◆ What you will do
Please repeat all of the lines that follow, exactly as written.

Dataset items
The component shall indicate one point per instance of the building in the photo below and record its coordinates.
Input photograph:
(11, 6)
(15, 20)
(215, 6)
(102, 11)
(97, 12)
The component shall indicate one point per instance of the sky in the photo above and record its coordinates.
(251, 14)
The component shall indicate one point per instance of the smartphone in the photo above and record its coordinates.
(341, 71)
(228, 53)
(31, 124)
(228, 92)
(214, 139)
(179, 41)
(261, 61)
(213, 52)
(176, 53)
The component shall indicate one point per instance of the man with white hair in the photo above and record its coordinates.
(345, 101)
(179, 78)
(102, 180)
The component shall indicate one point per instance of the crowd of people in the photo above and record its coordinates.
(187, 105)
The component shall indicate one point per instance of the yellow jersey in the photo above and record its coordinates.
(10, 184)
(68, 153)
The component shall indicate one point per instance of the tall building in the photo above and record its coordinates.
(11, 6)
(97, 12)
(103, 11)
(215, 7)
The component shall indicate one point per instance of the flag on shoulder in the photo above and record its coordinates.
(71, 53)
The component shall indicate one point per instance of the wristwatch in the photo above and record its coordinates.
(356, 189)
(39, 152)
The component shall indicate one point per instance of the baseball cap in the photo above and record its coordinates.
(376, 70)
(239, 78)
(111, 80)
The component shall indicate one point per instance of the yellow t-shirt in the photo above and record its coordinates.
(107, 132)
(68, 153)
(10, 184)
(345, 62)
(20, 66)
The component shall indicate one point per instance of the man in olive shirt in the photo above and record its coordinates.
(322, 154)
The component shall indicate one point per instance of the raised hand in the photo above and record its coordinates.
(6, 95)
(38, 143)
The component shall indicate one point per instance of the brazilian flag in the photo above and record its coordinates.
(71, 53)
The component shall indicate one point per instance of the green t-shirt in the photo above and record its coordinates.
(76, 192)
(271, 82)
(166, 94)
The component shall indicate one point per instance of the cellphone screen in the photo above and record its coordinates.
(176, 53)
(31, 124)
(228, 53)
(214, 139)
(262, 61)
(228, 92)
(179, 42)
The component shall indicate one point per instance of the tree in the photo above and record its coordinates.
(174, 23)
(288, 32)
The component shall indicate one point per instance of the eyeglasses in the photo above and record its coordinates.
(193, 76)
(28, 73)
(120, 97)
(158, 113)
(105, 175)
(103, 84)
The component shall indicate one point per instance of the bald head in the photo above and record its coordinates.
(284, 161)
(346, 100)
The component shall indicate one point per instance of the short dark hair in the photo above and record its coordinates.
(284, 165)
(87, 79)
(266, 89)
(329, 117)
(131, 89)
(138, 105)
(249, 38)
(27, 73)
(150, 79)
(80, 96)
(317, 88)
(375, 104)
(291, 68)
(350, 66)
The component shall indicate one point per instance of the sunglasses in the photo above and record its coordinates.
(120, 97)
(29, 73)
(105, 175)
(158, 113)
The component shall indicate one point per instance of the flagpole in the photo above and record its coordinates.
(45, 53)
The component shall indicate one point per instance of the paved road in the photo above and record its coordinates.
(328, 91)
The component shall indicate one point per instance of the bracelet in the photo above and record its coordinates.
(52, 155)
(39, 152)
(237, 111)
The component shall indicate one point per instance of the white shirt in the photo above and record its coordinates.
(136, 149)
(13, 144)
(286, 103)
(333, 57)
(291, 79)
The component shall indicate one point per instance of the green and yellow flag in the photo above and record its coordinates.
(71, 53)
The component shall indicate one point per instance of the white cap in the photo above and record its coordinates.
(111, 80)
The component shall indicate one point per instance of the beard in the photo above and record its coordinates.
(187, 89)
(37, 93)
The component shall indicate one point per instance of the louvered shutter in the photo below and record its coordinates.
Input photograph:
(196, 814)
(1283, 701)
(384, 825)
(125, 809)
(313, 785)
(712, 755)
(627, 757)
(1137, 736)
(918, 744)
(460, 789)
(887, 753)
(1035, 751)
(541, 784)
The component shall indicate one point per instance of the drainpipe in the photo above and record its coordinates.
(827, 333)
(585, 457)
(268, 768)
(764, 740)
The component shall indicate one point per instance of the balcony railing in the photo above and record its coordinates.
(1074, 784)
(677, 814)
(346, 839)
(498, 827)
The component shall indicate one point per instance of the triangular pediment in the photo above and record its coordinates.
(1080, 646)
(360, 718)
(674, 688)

◆ Task output
The component shall indicate one point per instance of the building in the photo below and record its coordinates.
Input photograph:
(11, 6)
(15, 20)
(215, 6)
(102, 11)
(97, 12)
The component shall indicate one point per instance of the sky in the photo above and record its coordinates.
(251, 14)
The component shall indicate one point per instance of the smartphone in the photo above and record its coordinates.
(341, 71)
(228, 53)
(31, 124)
(228, 92)
(214, 139)
(179, 41)
(261, 61)
(213, 52)
(176, 53)
The component shall indicate one point per instance of the man with white hair in the photo above and record its coordinates.
(345, 101)
(179, 78)
(102, 180)
The component shall indicate one point per instance of the crowd of people in the photo above and record its coordinates.
(187, 105)
The component shall indicate one point per instance of the yellow jersey in the photo above and record its coordinates.
(10, 184)
(68, 153)
The component shall indicate one point per instance of the tall building in the photo above and record its coordinates.
(11, 6)
(97, 12)
(103, 11)
(215, 7)
The component shall indicate one point per instance of the flag on shoulder in the photo above and record its coordinates.
(71, 53)
The component shall indicate one point per instance of the wristwatch in the photo above and record its coordinates.
(356, 189)
(39, 152)
The component shall indicate one point per instance of the baseball cap in the photo above and record its coordinates.
(376, 70)
(239, 78)
(111, 80)
The component shall indicate one point per instance of the yellow t-shirt in the photo above and record its coordinates.
(107, 132)
(68, 153)
(10, 184)
(345, 62)
(20, 66)
The component shall indicate one point per instance of the man in olive shirt in the photo above and record its coordinates.
(322, 154)
The component shall indicate one point per instance of the raised hand in the photo above and record its coordinates.
(6, 95)
(38, 143)
The component shall indicate one point per instance of the brazilian flag in the photo above and record its coordinates.
(71, 53)
The component shall indicate one point per instance of the green t-shirt in the photo above and record its coordinates.
(76, 192)
(271, 82)
(166, 94)
The component shall indicate one point per instance of the cellphone screen in the photo above and record its coordinates.
(176, 53)
(31, 124)
(228, 53)
(214, 139)
(262, 61)
(228, 92)
(179, 42)
The component shall indicate one point per instance of the tree in the photo above and record its coordinates.
(174, 23)
(288, 32)
The component shall indicate one point per instance of the eyeglasses in the photo above and record its coordinates.
(193, 76)
(28, 73)
(120, 97)
(158, 113)
(105, 175)
(103, 84)
The component shall indicate one point per instance of the bald head in the photo above and record its coordinates.
(284, 161)
(346, 100)
The component shall indicate one point per instance of the short dark hair in the photo above and record its coordinates.
(284, 165)
(87, 79)
(266, 89)
(329, 117)
(131, 89)
(138, 105)
(249, 38)
(27, 73)
(150, 79)
(80, 96)
(317, 88)
(375, 104)
(291, 68)
(350, 66)
The component shall indicate one point per instance of the sunglasses in the photo above and record its coordinates.
(120, 97)
(29, 73)
(105, 175)
(158, 113)
The component shall indicate one point per instance of the flagpole in the photo above and record its coordinates.
(45, 53)
The component shall indicate one point per instance of the paved road in the photo above and record its coordinates.
(328, 91)
The component shall indicate one point per instance of the bracelet in the photo above and record its coordinates.
(52, 155)
(39, 152)
(237, 111)
The component shall indicate one point per instance of the white shirt in the photo above and record its coordinates.
(136, 149)
(13, 144)
(286, 103)
(333, 57)
(291, 79)
The component shall indicate one point per instance of the green and yellow flag in the photo above and record its coordinates.
(71, 53)
The component shall indicate one point per instance of the white cap in the photo above and record its coordinates.
(111, 80)
The component shall indicate one point per instance of the beard in the photo above and record its coordinates.
(187, 89)
(37, 93)
The component shall indicate one point per instance of the louvered shutter in the photo below and record its coordinates.
Input photograph:
(196, 814)
(1283, 701)
(384, 825)
(125, 809)
(313, 785)
(712, 755)
(627, 757)
(1137, 736)
(918, 744)
(460, 789)
(887, 753)
(1035, 751)
(541, 784)
The component shall indicate one point per instance of the drainpipe in the photo above and record its coordinates.
(827, 333)
(585, 457)
(268, 768)
(764, 740)
The component shall indicate one point per instance of the balcony railing in the photo above and record its coordinates.
(1074, 784)
(677, 814)
(346, 839)
(498, 827)
The component shall indicate one point per instance of the triangular pediment in the photo above and record its coordinates.
(1080, 646)
(360, 718)
(674, 688)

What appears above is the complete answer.